Assigned task >> Every line from the line containing "Could you please indicate the grass" to the end of the data must appear in the answer exactly as it appears there, and nothing else.

Data to process >>

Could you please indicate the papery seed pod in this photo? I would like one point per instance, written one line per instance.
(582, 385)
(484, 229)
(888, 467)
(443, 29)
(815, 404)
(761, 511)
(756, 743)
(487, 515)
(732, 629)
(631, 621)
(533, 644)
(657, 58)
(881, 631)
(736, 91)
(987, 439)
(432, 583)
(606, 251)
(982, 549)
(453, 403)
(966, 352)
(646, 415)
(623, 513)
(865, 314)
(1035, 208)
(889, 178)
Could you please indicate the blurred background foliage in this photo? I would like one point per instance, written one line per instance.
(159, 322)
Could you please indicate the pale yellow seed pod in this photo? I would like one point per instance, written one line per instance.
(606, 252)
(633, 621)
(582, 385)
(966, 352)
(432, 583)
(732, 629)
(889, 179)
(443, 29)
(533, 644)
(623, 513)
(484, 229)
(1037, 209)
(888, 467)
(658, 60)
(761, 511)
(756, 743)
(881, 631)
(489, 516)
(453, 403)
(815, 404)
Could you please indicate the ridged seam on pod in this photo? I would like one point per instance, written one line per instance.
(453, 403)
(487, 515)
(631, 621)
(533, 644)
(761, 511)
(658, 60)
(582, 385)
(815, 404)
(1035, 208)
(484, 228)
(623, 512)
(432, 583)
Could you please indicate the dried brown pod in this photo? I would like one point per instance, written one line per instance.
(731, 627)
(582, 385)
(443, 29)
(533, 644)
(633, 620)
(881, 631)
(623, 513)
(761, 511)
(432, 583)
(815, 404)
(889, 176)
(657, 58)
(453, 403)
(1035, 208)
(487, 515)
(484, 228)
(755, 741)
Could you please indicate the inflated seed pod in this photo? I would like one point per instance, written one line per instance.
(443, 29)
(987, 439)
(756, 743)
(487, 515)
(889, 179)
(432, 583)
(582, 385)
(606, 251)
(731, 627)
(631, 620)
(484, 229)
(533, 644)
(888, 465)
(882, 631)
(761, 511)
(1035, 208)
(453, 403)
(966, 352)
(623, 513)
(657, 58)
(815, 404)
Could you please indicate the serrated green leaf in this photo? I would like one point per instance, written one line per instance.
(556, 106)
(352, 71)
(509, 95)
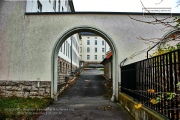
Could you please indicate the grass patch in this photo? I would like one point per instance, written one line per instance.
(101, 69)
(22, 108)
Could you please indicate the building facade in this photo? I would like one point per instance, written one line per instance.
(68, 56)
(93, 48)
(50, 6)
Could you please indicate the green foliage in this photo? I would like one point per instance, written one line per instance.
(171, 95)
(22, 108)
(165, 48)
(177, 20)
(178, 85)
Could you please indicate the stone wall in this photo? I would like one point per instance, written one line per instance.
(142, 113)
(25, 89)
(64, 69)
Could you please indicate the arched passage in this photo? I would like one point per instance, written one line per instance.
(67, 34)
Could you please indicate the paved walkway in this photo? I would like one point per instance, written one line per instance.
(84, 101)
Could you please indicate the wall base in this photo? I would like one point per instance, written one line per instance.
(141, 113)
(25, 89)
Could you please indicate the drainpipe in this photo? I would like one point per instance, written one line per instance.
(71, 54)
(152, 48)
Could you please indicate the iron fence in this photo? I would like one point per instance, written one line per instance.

Exercise response >>
Could you please indicate the grass patch in this photo? I would like one point per instance, written one line per instance.
(101, 69)
(22, 108)
Could you please indicate the building facade in this photo? I would like one point per instance, written one line per instance.
(68, 56)
(93, 48)
(50, 6)
Could you please indicate the green foliage in this photo? I would like one point per instance, written one line per instance.
(171, 95)
(22, 108)
(165, 48)
(177, 20)
(178, 85)
Could you please indicate the stone wall in this photo? I would like one point per instance, written one line per instance.
(142, 113)
(25, 89)
(64, 69)
Could you please indicate the arched passage in this photo? I would like one point per instance, written one line per instance.
(67, 34)
Could you please indicate the paved walkway in this photo? I would like one point per instance, written one line per instance.
(84, 101)
Could you please indicate the wall base in this photo? I would like one point per instance, written one line per instance.
(141, 113)
(25, 89)
Could you please indicate the drainpipe in this photo? I would like one point per instance, written one line per instance.
(71, 54)
(152, 48)
Could you please indicate the iron fence in this photo? I would like one point per instance, written one line per instance.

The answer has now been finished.